Aim of the exercise
Take the records below and retype them line by line, from the first line through the one containing "335L369 322L264 348L213"; stop there.

Stored records:
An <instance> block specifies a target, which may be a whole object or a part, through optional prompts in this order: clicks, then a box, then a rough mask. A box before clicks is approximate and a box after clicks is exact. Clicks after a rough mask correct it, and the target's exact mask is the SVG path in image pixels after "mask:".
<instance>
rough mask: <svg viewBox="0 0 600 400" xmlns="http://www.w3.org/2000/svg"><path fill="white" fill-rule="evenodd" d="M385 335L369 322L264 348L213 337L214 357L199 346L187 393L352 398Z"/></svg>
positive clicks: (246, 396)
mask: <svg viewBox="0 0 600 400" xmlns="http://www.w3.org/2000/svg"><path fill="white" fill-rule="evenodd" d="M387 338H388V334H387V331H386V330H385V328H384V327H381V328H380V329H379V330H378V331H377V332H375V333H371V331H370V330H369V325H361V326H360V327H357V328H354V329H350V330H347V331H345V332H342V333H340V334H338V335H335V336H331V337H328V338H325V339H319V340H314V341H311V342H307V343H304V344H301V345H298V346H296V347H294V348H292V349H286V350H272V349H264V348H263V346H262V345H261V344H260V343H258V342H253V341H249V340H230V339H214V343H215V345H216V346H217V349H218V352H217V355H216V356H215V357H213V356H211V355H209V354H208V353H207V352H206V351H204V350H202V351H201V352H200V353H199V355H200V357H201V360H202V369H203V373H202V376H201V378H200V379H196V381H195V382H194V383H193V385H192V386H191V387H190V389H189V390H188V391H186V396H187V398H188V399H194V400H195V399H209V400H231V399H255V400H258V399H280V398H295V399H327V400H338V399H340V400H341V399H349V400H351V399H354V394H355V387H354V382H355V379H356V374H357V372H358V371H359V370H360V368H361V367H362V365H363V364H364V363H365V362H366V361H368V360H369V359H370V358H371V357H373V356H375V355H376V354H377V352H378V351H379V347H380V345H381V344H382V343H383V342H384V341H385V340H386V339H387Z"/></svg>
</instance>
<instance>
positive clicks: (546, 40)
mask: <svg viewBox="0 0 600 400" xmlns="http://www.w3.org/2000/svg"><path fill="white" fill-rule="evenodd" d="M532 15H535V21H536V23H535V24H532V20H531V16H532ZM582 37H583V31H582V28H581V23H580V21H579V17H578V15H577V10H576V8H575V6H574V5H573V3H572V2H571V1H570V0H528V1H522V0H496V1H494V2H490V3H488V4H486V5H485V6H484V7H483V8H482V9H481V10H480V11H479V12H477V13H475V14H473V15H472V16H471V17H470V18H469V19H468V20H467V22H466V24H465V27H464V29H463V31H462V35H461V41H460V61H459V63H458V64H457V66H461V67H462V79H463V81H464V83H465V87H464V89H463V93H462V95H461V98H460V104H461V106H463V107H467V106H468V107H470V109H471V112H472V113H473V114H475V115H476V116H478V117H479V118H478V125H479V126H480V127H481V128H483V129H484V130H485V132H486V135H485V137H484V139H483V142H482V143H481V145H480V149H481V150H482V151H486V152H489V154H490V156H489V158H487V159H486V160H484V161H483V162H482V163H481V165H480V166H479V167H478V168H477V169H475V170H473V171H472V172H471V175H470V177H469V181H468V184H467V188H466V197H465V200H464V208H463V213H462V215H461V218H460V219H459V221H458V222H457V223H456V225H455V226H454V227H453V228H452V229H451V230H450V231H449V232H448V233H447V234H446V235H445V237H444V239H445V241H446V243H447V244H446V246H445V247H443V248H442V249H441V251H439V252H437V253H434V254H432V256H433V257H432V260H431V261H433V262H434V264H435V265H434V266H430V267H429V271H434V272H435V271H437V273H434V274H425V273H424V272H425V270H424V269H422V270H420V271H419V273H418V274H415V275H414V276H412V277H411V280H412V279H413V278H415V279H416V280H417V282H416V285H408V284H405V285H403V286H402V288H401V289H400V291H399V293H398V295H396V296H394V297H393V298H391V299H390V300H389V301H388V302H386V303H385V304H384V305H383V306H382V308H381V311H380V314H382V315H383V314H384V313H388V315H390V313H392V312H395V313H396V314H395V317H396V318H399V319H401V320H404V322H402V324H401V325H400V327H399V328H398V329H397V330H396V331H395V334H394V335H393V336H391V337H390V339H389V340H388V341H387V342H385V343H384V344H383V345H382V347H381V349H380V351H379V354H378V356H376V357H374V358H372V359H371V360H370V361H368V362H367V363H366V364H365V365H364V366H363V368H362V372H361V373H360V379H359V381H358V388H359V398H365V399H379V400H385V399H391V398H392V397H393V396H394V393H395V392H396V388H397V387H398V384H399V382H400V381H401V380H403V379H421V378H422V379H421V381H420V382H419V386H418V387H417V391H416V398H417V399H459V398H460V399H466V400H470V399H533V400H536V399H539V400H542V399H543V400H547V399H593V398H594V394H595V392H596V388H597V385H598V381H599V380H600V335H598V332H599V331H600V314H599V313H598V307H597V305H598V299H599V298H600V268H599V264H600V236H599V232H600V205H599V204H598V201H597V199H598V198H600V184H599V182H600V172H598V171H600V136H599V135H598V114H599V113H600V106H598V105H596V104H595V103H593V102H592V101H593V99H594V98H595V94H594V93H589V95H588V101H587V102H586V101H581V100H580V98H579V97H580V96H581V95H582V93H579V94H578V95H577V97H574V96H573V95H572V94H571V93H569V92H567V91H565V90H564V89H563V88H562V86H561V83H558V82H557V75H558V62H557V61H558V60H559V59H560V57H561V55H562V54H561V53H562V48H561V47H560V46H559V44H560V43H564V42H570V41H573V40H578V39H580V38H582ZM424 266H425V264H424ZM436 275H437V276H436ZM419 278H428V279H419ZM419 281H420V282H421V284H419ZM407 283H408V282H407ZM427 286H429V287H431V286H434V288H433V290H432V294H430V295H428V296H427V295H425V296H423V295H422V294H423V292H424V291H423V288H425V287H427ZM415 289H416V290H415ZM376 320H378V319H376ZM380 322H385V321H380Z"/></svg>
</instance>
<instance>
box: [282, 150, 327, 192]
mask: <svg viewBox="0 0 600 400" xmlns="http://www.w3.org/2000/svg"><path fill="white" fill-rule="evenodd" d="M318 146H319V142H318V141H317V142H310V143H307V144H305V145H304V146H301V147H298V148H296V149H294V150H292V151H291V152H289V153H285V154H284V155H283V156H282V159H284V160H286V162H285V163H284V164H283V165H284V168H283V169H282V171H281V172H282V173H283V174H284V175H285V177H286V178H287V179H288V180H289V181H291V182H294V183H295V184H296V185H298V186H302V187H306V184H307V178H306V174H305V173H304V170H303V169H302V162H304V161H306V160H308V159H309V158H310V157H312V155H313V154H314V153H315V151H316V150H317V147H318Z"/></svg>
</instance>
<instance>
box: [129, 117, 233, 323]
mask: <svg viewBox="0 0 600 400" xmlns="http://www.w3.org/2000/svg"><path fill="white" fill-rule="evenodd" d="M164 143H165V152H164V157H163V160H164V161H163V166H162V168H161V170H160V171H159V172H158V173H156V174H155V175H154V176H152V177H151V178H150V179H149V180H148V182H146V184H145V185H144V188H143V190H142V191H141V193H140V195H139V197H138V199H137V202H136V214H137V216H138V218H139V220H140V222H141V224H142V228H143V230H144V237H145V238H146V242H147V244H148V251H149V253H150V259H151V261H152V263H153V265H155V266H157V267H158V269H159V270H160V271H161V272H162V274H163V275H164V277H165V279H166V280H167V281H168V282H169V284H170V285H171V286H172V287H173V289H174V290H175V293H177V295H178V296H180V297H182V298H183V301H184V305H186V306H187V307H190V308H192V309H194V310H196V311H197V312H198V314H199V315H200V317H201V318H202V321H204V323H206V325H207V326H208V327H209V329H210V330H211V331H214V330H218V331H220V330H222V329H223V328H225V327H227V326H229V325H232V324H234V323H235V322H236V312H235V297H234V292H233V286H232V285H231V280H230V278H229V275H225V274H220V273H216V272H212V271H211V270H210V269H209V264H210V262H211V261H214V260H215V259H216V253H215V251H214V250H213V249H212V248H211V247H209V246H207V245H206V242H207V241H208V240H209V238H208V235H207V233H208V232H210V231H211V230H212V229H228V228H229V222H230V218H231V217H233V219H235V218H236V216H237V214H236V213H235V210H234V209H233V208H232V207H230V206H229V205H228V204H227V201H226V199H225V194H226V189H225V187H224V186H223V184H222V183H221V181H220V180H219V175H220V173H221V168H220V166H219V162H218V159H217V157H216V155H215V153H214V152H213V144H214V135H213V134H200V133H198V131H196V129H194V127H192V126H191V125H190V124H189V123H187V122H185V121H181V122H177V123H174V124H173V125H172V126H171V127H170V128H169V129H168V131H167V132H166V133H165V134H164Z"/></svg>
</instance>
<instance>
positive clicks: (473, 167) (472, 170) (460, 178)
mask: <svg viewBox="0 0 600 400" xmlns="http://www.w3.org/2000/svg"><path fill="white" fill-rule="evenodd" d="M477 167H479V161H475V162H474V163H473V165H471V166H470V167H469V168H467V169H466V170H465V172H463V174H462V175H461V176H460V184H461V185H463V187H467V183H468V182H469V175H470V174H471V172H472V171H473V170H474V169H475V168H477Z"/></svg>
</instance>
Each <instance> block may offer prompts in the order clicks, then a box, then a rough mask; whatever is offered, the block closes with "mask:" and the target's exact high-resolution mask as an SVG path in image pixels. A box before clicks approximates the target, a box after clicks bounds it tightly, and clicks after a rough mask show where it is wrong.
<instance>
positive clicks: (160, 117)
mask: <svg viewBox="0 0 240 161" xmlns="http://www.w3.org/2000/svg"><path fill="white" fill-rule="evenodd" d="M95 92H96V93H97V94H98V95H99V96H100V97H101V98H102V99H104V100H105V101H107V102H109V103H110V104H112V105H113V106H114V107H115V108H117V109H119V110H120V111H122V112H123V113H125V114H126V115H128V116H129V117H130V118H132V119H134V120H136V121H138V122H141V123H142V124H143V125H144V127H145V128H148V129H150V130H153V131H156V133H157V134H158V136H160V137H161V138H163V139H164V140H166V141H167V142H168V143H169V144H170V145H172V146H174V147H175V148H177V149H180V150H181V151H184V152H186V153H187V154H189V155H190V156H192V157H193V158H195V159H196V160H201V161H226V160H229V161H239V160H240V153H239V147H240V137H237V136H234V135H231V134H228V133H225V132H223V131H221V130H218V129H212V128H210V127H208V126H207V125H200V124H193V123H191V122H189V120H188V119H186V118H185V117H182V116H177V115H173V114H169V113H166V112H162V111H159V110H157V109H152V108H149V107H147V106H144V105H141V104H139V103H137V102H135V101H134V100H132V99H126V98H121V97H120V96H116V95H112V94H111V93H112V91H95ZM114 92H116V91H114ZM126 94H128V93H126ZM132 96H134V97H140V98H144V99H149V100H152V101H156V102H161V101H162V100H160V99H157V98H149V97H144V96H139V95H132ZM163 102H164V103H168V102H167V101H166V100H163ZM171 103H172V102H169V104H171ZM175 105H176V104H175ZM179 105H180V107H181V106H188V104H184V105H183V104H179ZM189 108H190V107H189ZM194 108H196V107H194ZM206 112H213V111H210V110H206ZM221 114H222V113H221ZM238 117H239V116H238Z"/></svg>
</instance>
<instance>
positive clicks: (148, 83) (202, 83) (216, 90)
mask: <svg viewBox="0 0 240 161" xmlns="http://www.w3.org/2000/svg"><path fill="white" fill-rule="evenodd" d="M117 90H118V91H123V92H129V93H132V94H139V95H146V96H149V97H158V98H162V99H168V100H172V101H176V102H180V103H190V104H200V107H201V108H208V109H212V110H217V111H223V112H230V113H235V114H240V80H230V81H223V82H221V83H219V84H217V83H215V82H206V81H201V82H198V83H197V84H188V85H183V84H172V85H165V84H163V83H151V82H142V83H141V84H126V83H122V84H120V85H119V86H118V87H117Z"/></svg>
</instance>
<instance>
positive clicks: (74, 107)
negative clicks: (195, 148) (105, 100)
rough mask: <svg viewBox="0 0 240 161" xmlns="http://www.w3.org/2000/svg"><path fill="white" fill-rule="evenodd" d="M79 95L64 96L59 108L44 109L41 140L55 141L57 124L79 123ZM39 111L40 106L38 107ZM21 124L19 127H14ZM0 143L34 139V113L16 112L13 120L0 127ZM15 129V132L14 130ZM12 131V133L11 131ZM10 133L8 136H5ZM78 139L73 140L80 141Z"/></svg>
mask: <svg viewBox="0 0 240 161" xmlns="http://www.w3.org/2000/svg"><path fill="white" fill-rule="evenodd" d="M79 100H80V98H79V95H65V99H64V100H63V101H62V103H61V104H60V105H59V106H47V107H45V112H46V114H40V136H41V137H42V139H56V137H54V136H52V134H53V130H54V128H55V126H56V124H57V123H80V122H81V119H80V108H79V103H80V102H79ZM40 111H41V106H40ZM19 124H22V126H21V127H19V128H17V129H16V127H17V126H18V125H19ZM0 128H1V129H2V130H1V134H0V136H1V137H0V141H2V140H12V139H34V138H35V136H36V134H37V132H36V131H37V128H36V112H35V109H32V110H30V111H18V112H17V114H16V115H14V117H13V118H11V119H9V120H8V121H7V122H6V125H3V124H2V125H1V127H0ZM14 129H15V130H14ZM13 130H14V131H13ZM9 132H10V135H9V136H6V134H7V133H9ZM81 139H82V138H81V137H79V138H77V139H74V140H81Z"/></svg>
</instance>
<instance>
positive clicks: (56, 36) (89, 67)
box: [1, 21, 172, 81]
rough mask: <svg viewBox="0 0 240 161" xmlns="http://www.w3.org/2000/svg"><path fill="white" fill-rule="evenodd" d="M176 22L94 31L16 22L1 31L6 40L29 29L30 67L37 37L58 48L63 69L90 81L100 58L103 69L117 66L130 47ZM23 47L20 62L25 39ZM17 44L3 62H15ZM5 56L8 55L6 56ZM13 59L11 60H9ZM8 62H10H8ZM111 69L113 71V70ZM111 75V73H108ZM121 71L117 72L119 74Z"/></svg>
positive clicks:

Result of the exercise
An <instance> block specifies a target, which may be a whole object or a part, through optional prompts in this order: clicks, then a box, then a rough mask. A box before clicks is approximate and a box after clicks is exact. Clicks after a rough mask correct it, and the target's exact mask is the SVG path in image pixels after "mask:".
<instance>
rough mask: <svg viewBox="0 0 600 400" xmlns="http://www.w3.org/2000/svg"><path fill="white" fill-rule="evenodd" d="M385 335L369 322L264 348L213 337L214 357L199 346L187 393L352 398Z"/></svg>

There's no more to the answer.